§ Written request: How many of the lines below contain the string "garage"? Capitalization matters, so reply with the number alone.

Excerpts from a pointing dataset
• • • •
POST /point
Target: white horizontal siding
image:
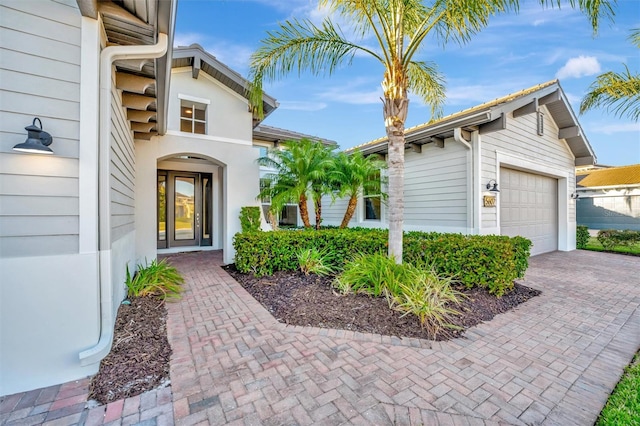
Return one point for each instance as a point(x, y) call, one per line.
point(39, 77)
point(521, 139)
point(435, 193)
• • • •
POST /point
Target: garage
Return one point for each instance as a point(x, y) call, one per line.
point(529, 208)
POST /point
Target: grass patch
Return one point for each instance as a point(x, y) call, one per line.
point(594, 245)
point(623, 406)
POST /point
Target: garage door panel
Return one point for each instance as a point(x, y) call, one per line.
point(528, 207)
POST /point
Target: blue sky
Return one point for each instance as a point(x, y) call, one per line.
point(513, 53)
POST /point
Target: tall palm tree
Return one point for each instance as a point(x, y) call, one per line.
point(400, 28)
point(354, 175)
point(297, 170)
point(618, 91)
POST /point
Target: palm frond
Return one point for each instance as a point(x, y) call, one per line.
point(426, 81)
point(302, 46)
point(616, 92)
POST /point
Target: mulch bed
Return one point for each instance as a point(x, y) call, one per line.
• • • •
§ Solution to this task: 2